* 本文:
◆ ◆ ◆

わたしは かつて
お花屋さんに勤務していた フローリストでした。
お客様から 日々 様々なオーダーを いただいて
幾つも幾つも 花束を 手掛けて来ましたが、
いまだに いい想い出として
記憶に残っている《花束》を 3つ挙げてみると。
★1つ目は《フリージアの花束》★
松田聖子さんの 歌で『旅立ちはフリージア』
という ヒット曲が ありましたが、
そのお客様は 近々 海外に赴任する ご友人に
《フリージアだけの花束》を 贈りたい、と
おっしゃっておられました。
そのお客様は、
実際の『フリージア』という花を ご存知なく、
わたしが ショーケースから3色 フリージアを
取り出して お見せしましたら、大感激されて。
ちょうど 市場からの入荷が あってよかった!
黄色・ワインレッド・薄紫色の フリージアで
ご要望に お応えすることが 出来ました。

◆ ◆ ◆

* データ:

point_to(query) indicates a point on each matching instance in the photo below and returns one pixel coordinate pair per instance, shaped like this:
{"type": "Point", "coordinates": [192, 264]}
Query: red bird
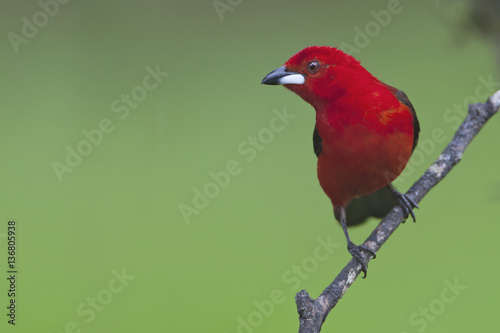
{"type": "Point", "coordinates": [365, 129]}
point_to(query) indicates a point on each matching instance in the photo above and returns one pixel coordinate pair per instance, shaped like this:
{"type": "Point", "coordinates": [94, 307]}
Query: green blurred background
{"type": "Point", "coordinates": [236, 264]}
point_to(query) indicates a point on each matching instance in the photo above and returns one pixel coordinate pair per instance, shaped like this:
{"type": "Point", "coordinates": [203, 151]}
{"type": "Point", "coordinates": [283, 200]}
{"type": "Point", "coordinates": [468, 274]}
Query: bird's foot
{"type": "Point", "coordinates": [357, 253]}
{"type": "Point", "coordinates": [407, 204]}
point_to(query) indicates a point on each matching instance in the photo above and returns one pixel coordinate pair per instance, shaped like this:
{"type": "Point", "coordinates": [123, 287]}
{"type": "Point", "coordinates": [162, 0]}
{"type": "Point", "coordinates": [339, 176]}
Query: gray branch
{"type": "Point", "coordinates": [312, 313]}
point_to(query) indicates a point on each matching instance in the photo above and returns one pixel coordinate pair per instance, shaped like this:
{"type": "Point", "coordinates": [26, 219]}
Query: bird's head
{"type": "Point", "coordinates": [320, 74]}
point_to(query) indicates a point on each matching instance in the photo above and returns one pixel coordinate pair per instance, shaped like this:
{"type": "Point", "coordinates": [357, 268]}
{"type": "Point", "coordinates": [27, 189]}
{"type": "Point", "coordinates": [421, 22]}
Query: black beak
{"type": "Point", "coordinates": [283, 76]}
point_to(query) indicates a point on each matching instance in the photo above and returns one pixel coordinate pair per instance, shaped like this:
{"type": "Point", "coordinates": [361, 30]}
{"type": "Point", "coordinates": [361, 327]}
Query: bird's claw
{"type": "Point", "coordinates": [357, 253]}
{"type": "Point", "coordinates": [406, 203]}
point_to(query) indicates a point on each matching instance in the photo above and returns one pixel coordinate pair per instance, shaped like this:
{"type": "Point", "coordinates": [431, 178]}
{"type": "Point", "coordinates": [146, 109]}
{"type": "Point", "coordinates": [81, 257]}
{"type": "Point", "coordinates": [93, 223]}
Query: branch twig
{"type": "Point", "coordinates": [312, 313]}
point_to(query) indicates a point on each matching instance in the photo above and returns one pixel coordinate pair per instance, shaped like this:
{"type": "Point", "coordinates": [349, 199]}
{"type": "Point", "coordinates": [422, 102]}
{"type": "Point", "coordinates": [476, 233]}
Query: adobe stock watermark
{"type": "Point", "coordinates": [90, 308]}
{"type": "Point", "coordinates": [372, 29]}
{"type": "Point", "coordinates": [425, 315]}
{"type": "Point", "coordinates": [454, 116]}
{"type": "Point", "coordinates": [292, 279]}
{"type": "Point", "coordinates": [31, 26]}
{"type": "Point", "coordinates": [223, 6]}
{"type": "Point", "coordinates": [247, 151]}
{"type": "Point", "coordinates": [121, 107]}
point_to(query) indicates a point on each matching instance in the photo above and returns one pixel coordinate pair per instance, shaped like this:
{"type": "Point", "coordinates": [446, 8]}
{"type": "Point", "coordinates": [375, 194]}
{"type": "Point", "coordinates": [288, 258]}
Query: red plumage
{"type": "Point", "coordinates": [365, 130]}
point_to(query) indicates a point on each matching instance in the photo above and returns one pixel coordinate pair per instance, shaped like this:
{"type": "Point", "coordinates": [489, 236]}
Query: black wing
{"type": "Point", "coordinates": [401, 96]}
{"type": "Point", "coordinates": [317, 142]}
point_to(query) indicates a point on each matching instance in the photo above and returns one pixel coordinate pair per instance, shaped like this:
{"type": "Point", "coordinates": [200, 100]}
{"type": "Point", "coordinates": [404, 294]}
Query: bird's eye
{"type": "Point", "coordinates": [313, 66]}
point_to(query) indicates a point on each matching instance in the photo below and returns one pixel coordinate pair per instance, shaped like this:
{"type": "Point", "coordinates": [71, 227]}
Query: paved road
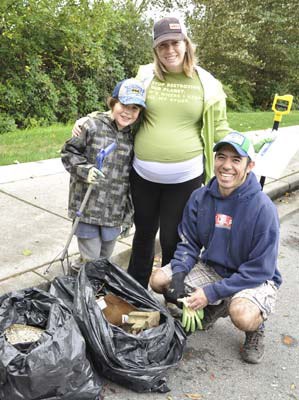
{"type": "Point", "coordinates": [211, 368]}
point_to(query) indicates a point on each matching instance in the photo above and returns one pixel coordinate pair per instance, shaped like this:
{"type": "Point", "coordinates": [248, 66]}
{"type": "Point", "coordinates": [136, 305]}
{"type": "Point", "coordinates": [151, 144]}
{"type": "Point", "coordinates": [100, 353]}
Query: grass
{"type": "Point", "coordinates": [45, 142]}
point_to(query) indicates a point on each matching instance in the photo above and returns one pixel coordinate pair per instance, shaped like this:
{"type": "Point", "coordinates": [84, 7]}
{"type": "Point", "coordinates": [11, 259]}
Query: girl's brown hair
{"type": "Point", "coordinates": [189, 61]}
{"type": "Point", "coordinates": [111, 101]}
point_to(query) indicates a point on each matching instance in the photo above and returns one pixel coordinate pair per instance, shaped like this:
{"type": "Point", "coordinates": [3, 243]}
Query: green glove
{"type": "Point", "coordinates": [191, 320]}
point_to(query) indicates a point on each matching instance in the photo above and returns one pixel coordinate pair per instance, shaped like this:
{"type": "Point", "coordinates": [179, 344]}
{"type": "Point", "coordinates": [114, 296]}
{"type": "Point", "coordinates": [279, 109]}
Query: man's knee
{"type": "Point", "coordinates": [244, 314]}
{"type": "Point", "coordinates": [159, 281]}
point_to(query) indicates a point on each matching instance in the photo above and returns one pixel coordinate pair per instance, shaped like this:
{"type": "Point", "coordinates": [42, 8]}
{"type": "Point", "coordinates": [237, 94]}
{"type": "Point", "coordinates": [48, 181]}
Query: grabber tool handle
{"type": "Point", "coordinates": [281, 106]}
{"type": "Point", "coordinates": [76, 222]}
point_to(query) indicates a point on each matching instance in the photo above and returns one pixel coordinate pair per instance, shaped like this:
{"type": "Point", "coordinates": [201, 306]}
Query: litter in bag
{"type": "Point", "coordinates": [138, 362]}
{"type": "Point", "coordinates": [42, 351]}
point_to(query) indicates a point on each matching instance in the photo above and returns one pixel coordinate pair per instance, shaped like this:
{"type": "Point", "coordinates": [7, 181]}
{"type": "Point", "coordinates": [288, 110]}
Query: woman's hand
{"type": "Point", "coordinates": [76, 131]}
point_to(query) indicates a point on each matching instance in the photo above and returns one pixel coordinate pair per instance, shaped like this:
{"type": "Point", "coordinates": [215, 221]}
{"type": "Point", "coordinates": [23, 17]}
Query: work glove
{"type": "Point", "coordinates": [191, 319]}
{"type": "Point", "coordinates": [93, 175]}
{"type": "Point", "coordinates": [176, 288]}
{"type": "Point", "coordinates": [76, 131]}
{"type": "Point", "coordinates": [258, 139]}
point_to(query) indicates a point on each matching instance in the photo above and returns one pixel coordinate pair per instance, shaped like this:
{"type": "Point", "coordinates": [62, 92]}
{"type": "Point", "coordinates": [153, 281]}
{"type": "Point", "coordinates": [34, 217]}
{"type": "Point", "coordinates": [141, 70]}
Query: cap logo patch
{"type": "Point", "coordinates": [174, 26]}
{"type": "Point", "coordinates": [238, 139]}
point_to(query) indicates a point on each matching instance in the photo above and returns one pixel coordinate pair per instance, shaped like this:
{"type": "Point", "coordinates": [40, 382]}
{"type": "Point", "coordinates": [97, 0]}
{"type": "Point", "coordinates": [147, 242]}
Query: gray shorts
{"type": "Point", "coordinates": [264, 296]}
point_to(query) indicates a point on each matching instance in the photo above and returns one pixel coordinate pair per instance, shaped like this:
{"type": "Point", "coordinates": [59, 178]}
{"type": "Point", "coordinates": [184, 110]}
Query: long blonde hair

◆ ◆ ◆

* 取り組む課題: 本文のうち、「という ヒット曲が ありましたが、」を含む箇所から書き始め、「ご要望に お応えすることが 出来ました。」まで書いたところで止めて、一字も変えずに打ち直しなさい。

* 課題の解答:
という ヒット曲が ありましたが、
そのお客様は 近々 海外に赴任する ご友人に
《フリージアだけの花束》を 贈りたい、と
おっしゃっておられました。
そのお客様は、
実際の『フリージア』という花を ご存知なく、
わたしが ショーケースから3色 フリージアを
取り出して お見せしましたら、大感激されて。
ちょうど 市場からの入荷が あってよかった!
黄色・ワインレッド・薄紫色の フリージアで
ご要望に お応えすることが 出来ました。